■ INPUT FOR THIS TASK
____________
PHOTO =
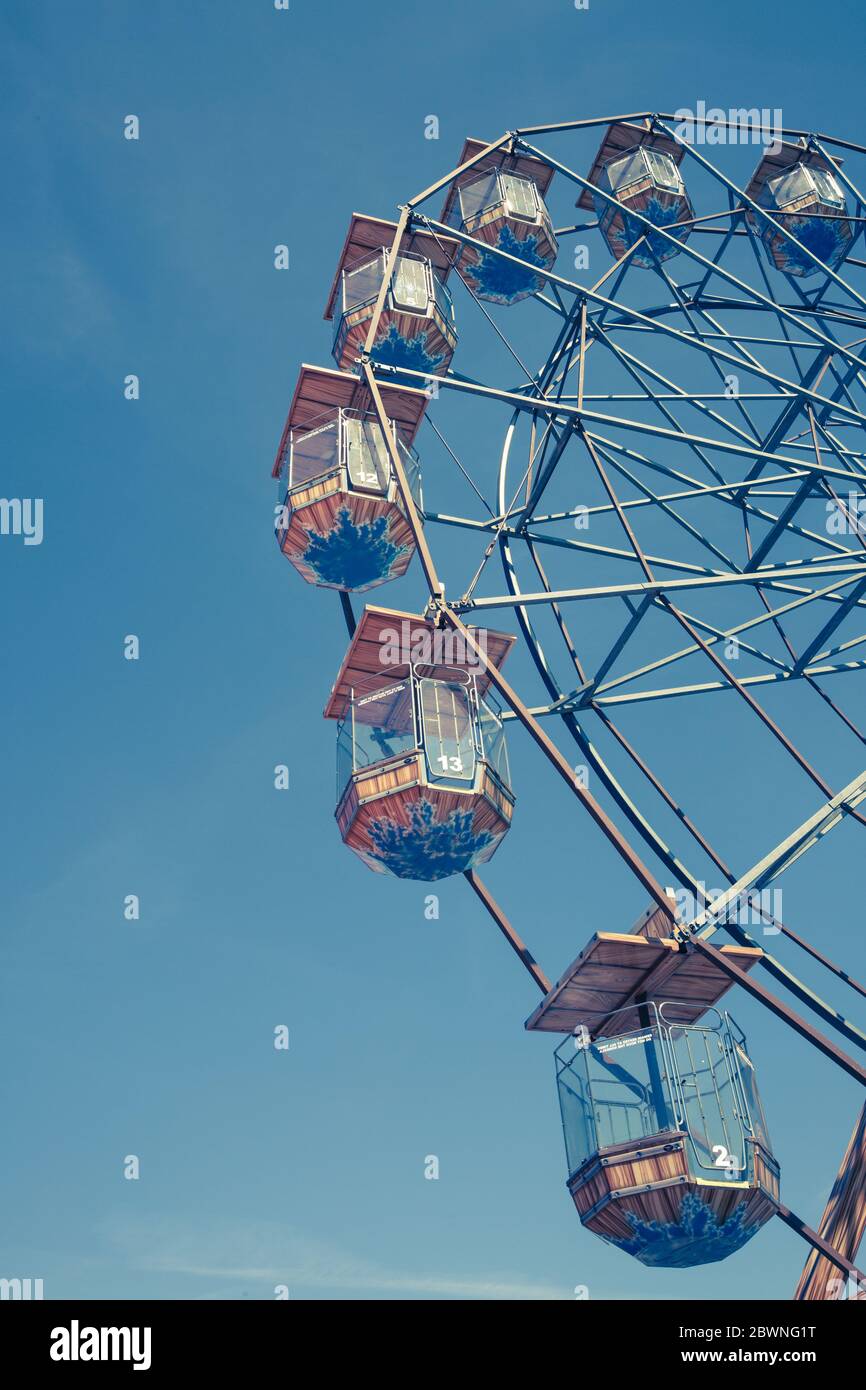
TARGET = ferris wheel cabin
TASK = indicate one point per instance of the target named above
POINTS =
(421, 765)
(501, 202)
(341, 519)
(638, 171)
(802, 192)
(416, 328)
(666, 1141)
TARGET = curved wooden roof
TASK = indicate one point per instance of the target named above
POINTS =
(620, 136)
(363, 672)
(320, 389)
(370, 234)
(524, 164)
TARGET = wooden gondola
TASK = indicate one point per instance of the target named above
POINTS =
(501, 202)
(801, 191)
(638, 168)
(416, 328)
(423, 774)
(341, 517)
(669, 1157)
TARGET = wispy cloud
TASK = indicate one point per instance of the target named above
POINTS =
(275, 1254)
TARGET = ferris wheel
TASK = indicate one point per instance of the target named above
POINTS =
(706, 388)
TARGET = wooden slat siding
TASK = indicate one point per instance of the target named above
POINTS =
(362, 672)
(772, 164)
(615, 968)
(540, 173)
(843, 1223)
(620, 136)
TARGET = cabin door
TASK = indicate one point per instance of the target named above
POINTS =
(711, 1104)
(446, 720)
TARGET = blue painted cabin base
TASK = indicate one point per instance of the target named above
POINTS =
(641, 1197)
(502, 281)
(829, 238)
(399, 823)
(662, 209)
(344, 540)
____________
■ WHAT THE TASK ASKS
Find out how many lines above hold "cabin". Write only the number.

■ WORKED SOLUTION
3